--- Extract to read ---
Tuesday, November 27, 2012

5 Things XCom Could Have Done Better

I know I don't post much about gaming here because really this is supposed to be about my writing, my stories, my process and my work.  But once in a while I just get wrapped up in something and I need to talk about it.

XCom has totally decimated my free time for the last few weeks.  It's a tactical strategy game where, mostly, you manage squad based combat against an alien threat.  It's pretty dang slick.  I completed my second campaign this week, this time on Classic Difficulty.

The game starts out with a basic squad of soldiers armed with conventional weapons and grenades.  As the game progresses, these troops are added to with new recruits.  Each mission earns them experience and new abilities.  You also research better weapons, and armor as you go along, allowing you to take out the easier minions quicker and opening up harder enemies.

But what really kept me going was the overall engagement.  Your soldiers earn nicknames (seemingly randomly assigned, but you can edit them), they level up, and they do get killed.  There is an optional Ironman mode which removes the save game features; you can't save and then reload.  If you save then you're done.  If your guy dies on a mission, then he's gone for good.  Needless to say it's nerve wracking to be in a mission that's going well only to have your favorite medic dropped and killed with a lucky shot.
---
Check your understanding
(a) In the XCom blog post, on which difficulty was the second campaign completed?
(b) Condense the paragraph of the XCom blog post that begins "The game starts out" into a short bulleted list that keeps its main facts.
(c) Carry on writing the XCom blog post from the point where it stops.
The listing that follows has no connection to the XCom blog post.
--- Information shown ---
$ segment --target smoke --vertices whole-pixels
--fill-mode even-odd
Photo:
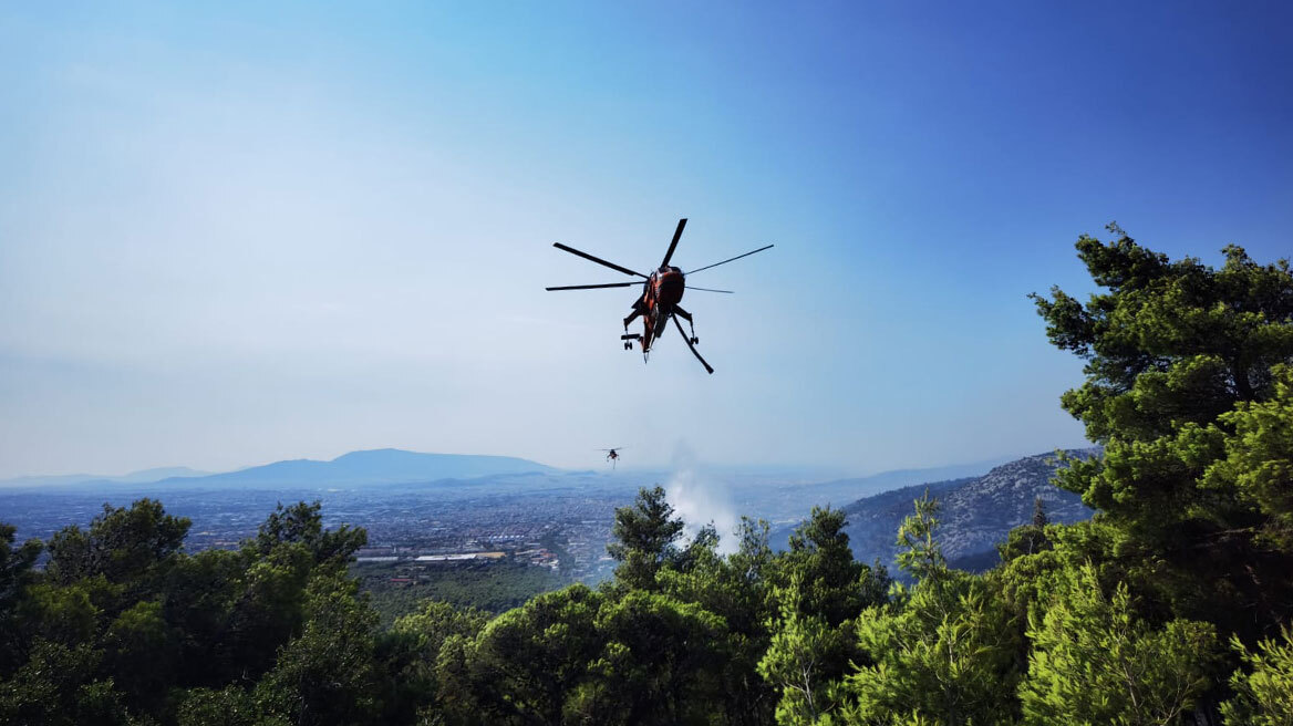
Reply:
---
Answers by task
(a) Classic Difficulty.

(b)
- The squad starts with basic soldiers carrying conventional weapons and grenades.
- New recruits join the troops as the game progresses.
- Each mission gives soldiers experience and new abilities.
- Research yields better weapons and armor, so easier minions fall faster and harder enemies appear.

(c)
I guess you could call this a review but it's mostly about the things the game falls short on.  I'm going to have some light spoilers in here but I'll try to keep them limited.



1.  Multinational Voices

In the game, you draw troops from all over the world for the XCom project.  You fill out your barracks with people from China, Australia, England, Nigeria and other exotic locales.

And every last one sounds like they come from the Midwest of the US.  You get a choice of 5 voices to assign to your soldier and they are all basically the same except for a few small hitches in the inflection.  I'm sorry but I want to feel like I've got a world united with me here.  When my Sniper brags about how he should be keeping score I should hear that Aussie twang in his voice.  When my medic tells a wounded trooper to "Rub some dirt in it and walk it off", it'd be that much better to hear it as though she was from the West End of London.

2.  Variation on Speech

While I get that this is a military operation, when the soldiers break regulations and provide some kind of chatter, it's all the same.  There is no personality in the speech packs.  If we're going to be locked into just US voices, then at least give us the basic archtypes in those.  So when the "Bubbly" soldier gets wounded, she says something different then the "Hardened" one.  How about if the "Jock" says things like "Score XCom 1, X-rays Nothing" while the "Snarkster" says "That shot was legend-wait for it- dary".

I imagine that they'd get a little stale over time, but out of the box they'd provide that extra level of customization to better let us build into these soldiers that we are both meant to see as dispossable assets and as valuable members of a team.

3.  Final Mission Staging

I've played the final mission twice now.  In both cases it was a matter of having my sniper in a good overwatch position.  Final event triggers and BOOM headshot.  Mission is over.

Really?

4.  More depth of story

I get that Firax's Games is not a huge studio.  But they surely could have sprung for better writing.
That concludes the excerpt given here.